# What you need to do
List each line in the records below that contains the word "Then", copying every such line in full.

------ Stored rows

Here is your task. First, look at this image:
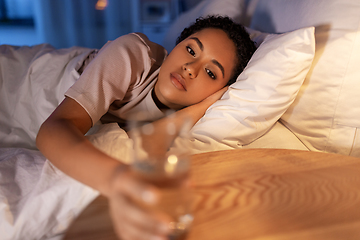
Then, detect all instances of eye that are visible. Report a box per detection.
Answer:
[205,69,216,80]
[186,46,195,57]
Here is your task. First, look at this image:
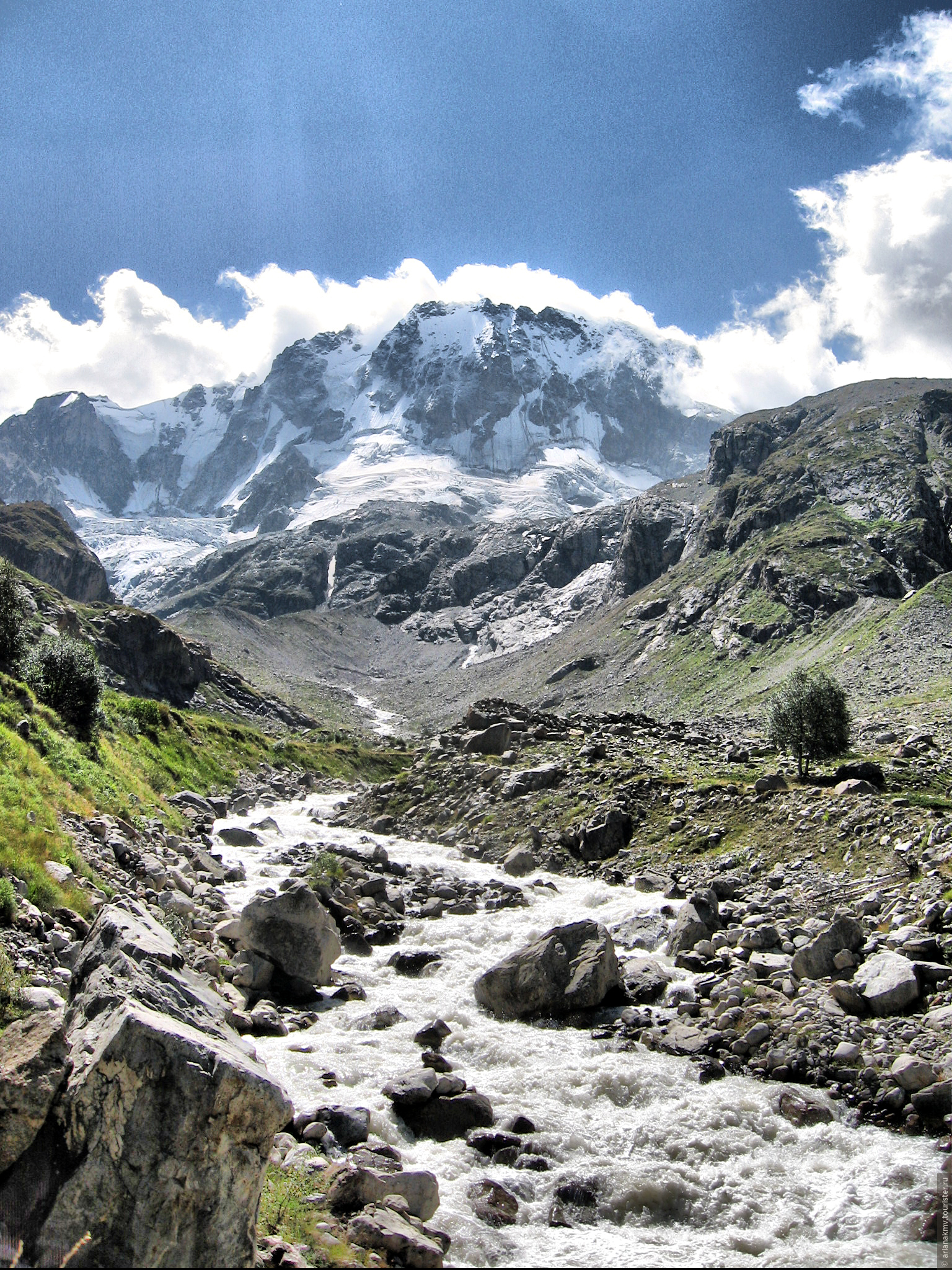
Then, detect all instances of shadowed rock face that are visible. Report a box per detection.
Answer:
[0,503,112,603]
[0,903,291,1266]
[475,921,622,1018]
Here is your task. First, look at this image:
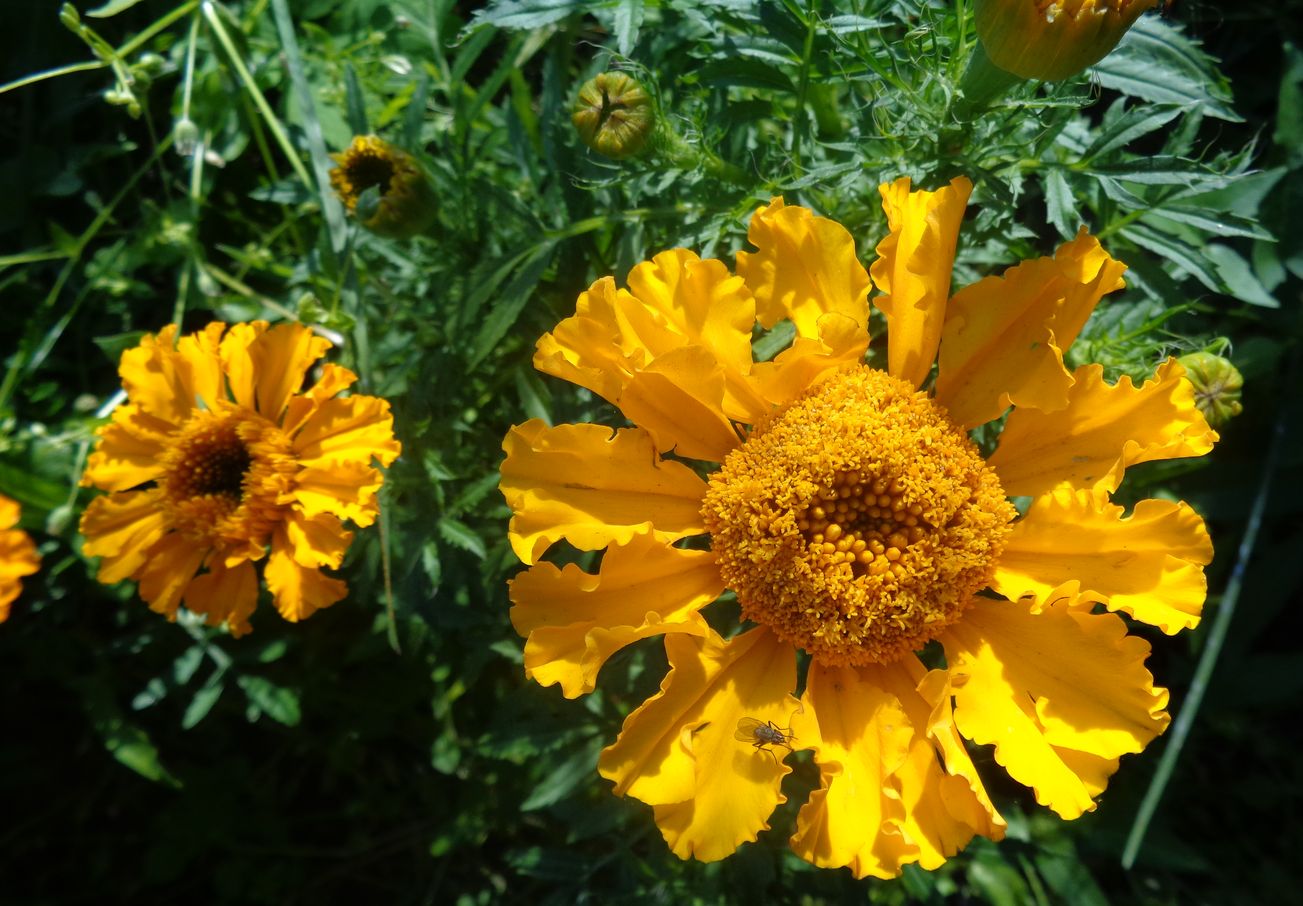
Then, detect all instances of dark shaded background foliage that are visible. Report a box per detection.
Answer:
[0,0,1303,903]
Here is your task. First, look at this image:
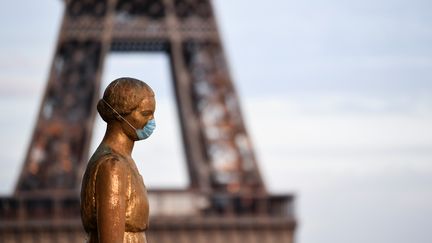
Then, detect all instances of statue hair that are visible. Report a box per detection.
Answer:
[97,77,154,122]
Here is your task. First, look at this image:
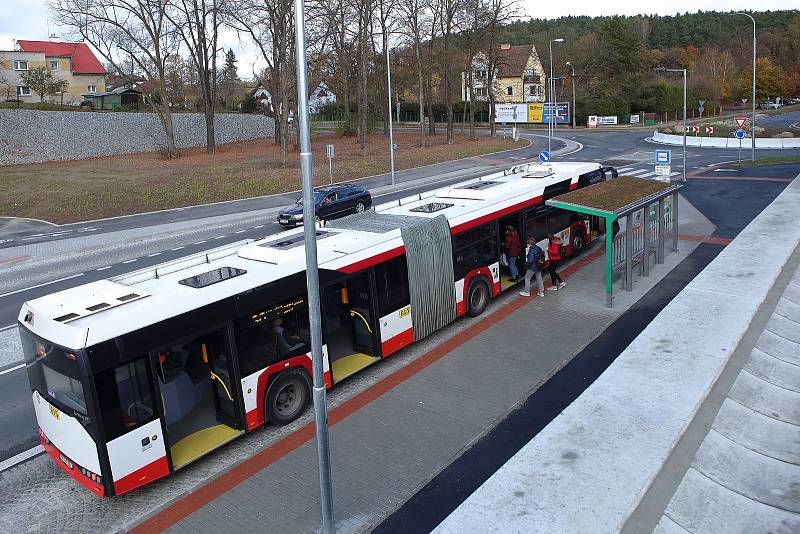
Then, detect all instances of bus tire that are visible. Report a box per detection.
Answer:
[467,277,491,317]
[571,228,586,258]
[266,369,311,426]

------------
------ Stored rows

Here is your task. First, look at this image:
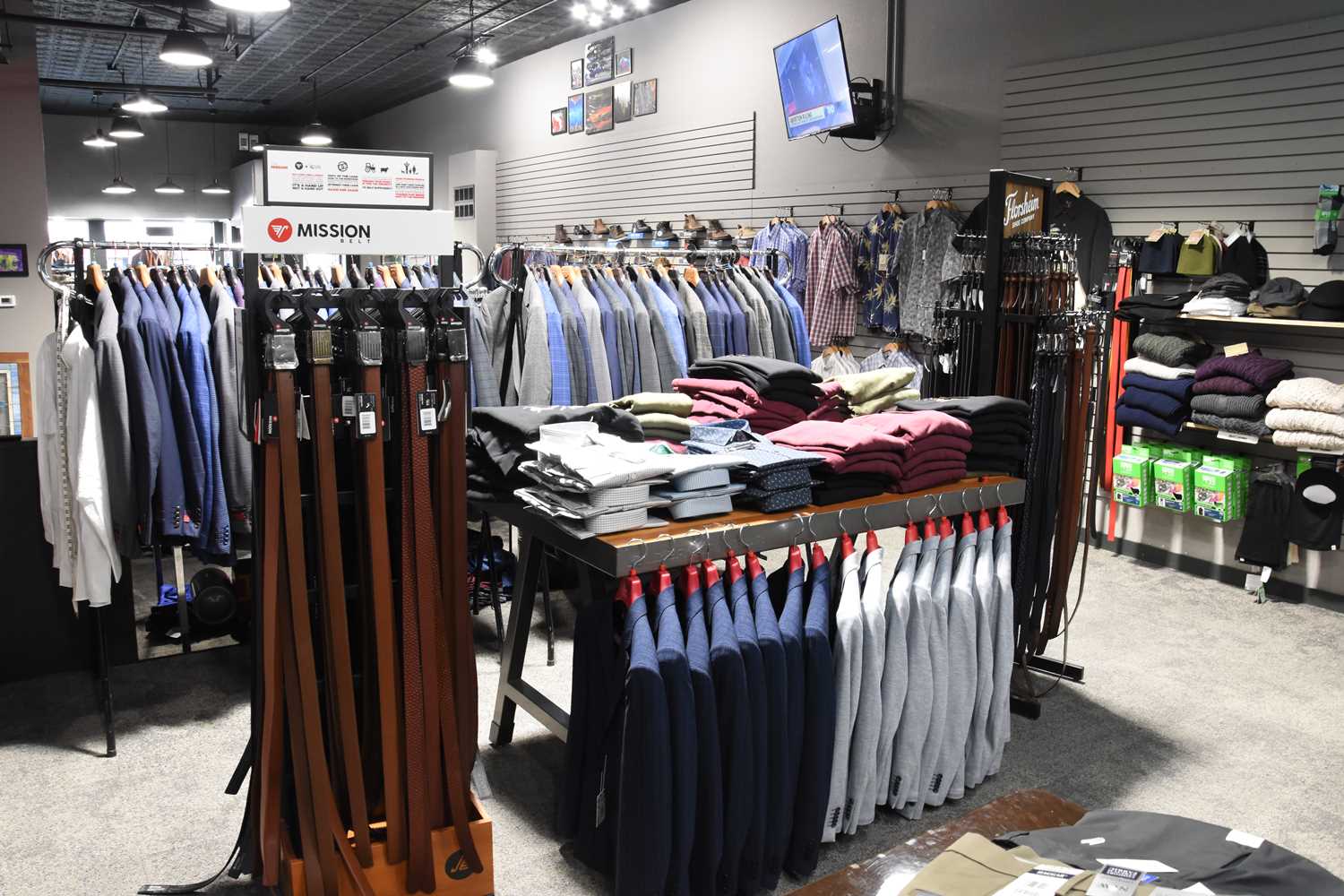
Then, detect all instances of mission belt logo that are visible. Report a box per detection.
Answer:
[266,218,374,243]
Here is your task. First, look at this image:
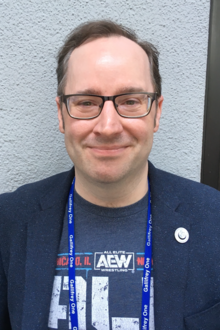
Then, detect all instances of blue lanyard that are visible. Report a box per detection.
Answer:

------------
------ Stored rows

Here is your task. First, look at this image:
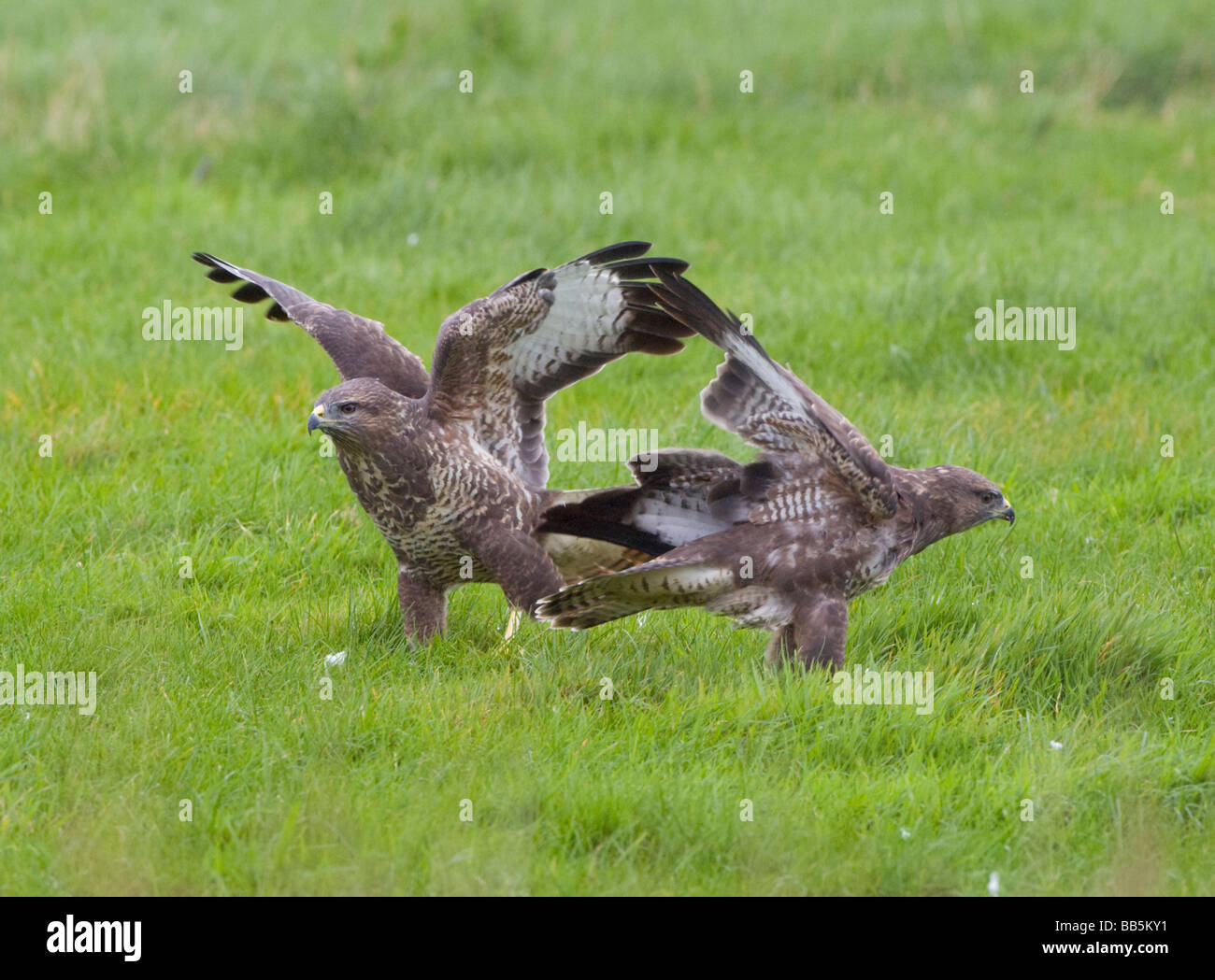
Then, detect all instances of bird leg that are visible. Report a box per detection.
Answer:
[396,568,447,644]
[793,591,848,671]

------------

# Full response
Then, detect all instances of eye that are visible. Report a box per detection.
Then, detect all instances of shadowed rock face that are visible. Report a box per detection.
Then, detect all instances of dark shaded background foliage that are visible. Report a box per detection.
Then, detect all instances of statue hair that are visible. Report a box per detection.
Then, detect all instances of bus tire that are visible. Report a box per detection.
Then, detect all instances of mission belt logo that are visible. Report a box per detection.
Then, detect all instances of blue lanyard that are visible. Report a box per detection.
Then, detect all instances of bird leg that are visible. Report a box per detection.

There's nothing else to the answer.